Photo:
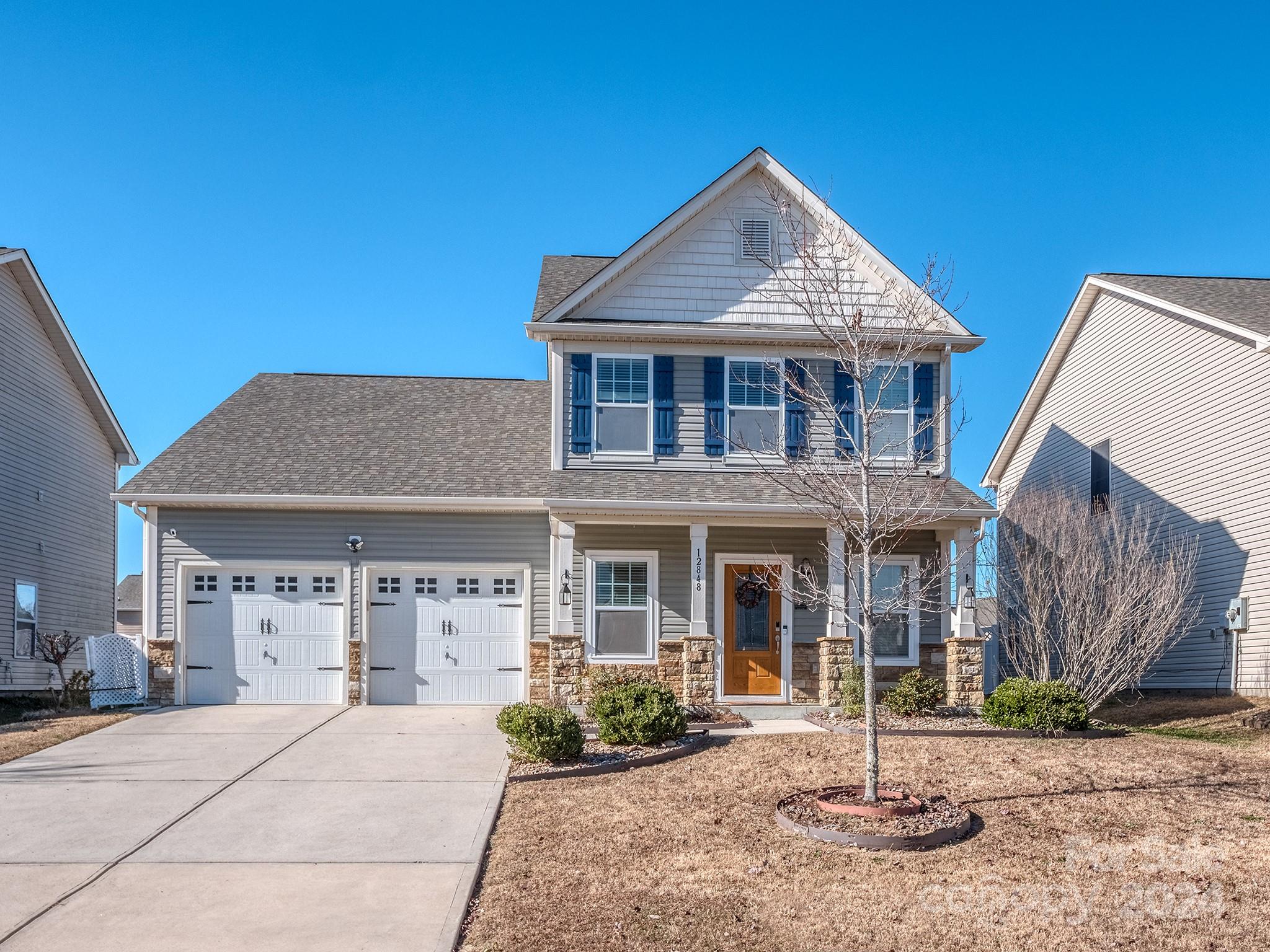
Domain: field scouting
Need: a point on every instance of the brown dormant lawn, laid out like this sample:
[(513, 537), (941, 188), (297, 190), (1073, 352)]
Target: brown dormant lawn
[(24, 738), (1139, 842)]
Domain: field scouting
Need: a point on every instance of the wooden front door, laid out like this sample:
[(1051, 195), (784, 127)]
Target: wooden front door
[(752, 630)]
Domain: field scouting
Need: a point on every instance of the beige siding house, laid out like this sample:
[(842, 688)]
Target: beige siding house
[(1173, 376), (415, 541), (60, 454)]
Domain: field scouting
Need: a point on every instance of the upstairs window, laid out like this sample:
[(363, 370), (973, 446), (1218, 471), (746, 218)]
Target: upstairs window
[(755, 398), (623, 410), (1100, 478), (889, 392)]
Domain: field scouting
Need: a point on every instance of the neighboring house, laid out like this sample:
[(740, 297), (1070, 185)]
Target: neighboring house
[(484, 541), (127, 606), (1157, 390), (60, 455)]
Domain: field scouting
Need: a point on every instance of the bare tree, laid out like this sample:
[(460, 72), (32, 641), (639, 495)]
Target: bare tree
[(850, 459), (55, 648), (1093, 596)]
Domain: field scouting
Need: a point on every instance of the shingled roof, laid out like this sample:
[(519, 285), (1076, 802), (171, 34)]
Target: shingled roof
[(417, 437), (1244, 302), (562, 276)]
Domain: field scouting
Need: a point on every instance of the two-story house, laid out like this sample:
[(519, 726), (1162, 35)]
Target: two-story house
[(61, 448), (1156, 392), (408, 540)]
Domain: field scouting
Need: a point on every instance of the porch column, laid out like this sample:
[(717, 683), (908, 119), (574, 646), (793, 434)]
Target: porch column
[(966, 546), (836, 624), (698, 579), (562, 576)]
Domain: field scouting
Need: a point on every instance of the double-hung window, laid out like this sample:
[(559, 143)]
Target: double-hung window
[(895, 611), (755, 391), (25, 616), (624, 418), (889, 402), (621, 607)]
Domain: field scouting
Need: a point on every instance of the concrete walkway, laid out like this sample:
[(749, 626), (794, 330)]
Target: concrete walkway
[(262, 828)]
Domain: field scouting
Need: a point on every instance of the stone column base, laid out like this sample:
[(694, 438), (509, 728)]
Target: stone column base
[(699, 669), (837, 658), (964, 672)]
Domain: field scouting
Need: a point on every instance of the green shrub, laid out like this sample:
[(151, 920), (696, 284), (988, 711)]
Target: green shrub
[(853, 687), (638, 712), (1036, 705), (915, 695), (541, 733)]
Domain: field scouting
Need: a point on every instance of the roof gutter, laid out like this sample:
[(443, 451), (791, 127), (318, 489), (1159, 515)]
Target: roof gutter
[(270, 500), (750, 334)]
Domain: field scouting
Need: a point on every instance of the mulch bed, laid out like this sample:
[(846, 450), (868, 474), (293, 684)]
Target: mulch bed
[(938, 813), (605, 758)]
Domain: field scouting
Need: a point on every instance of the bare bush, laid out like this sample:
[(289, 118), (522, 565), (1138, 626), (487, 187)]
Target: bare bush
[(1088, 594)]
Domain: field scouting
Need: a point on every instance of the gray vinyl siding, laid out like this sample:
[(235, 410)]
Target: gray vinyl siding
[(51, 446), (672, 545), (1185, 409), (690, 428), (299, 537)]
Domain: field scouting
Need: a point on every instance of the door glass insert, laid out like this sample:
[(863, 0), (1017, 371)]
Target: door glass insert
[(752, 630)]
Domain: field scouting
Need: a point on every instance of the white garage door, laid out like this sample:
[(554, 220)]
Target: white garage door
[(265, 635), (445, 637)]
☆ ☆ ☆
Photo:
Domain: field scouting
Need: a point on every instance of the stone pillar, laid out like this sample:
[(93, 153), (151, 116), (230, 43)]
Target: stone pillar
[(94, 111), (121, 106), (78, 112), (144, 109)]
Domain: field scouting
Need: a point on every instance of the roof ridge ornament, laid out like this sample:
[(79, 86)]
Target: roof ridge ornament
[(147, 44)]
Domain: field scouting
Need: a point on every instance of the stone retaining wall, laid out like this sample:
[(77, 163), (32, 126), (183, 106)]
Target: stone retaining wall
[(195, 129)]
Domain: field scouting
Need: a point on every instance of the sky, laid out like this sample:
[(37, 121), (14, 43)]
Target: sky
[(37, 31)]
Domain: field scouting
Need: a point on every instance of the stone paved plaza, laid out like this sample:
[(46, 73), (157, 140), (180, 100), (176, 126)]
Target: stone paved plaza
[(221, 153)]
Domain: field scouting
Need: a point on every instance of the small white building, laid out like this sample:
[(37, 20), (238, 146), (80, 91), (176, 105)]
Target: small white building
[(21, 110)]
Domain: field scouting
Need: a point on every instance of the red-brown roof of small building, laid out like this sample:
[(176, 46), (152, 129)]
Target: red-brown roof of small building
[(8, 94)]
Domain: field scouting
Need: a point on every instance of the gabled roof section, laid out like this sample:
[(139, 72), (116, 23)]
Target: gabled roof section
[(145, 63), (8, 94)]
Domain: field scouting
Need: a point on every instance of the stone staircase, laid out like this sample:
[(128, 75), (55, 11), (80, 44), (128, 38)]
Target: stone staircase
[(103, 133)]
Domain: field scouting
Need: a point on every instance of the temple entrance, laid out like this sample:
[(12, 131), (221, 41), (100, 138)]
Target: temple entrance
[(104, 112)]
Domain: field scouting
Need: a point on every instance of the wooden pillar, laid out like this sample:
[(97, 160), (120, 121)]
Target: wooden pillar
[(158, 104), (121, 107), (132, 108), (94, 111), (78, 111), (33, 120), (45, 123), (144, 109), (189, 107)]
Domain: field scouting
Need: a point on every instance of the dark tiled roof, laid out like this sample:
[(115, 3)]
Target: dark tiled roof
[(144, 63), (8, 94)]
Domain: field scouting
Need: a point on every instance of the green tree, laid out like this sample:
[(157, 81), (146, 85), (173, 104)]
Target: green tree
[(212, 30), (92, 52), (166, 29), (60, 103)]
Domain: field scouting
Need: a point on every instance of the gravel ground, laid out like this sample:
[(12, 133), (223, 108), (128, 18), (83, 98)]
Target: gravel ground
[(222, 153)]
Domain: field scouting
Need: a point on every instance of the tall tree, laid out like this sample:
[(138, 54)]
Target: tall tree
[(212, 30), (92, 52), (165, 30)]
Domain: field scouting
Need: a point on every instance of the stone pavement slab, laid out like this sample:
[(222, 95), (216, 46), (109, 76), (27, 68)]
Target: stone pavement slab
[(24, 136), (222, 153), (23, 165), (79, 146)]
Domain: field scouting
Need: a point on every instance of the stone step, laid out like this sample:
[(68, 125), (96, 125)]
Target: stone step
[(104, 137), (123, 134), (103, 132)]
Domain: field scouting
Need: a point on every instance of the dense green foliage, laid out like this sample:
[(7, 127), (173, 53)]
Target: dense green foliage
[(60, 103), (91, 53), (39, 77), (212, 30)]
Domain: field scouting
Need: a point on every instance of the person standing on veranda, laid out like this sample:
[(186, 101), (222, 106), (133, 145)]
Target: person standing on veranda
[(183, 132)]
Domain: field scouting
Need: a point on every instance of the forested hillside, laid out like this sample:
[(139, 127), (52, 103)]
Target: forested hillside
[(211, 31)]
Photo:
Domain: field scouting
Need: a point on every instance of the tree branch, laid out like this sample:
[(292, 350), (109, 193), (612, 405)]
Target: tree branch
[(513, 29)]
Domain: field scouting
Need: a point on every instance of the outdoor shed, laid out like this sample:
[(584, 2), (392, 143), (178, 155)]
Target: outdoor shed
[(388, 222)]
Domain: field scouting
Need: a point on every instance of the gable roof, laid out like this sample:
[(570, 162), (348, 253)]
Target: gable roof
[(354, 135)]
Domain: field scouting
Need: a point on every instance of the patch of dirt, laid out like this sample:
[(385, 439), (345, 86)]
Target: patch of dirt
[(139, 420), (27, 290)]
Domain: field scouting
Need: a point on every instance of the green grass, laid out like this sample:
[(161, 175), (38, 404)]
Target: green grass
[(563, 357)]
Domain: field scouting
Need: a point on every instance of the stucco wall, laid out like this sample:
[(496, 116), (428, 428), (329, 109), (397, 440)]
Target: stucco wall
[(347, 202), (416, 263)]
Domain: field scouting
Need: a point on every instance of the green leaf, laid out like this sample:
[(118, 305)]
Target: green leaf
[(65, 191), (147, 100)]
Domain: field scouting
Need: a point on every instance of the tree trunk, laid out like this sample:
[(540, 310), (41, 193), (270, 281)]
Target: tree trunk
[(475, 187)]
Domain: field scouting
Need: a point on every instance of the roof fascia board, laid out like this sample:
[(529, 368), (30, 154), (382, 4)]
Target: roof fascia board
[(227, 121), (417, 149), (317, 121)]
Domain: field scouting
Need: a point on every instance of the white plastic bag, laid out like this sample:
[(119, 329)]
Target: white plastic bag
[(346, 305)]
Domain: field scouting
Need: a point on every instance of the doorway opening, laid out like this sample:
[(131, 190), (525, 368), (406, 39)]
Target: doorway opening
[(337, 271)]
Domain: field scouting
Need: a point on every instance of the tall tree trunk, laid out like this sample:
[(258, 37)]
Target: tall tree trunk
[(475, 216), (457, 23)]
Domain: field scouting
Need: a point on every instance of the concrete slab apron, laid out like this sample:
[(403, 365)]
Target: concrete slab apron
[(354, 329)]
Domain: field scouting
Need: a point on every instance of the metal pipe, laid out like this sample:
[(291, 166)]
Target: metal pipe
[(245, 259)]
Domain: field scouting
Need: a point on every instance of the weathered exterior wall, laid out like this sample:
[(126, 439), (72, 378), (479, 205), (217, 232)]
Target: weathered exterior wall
☆ ☆ ☆
» Work to be completed: Report every line of the listing above that contains the string "hillside".

» Completed task:
Need: a point on every instance of the forested hillside, laid out like this sample:
Target: forested hillside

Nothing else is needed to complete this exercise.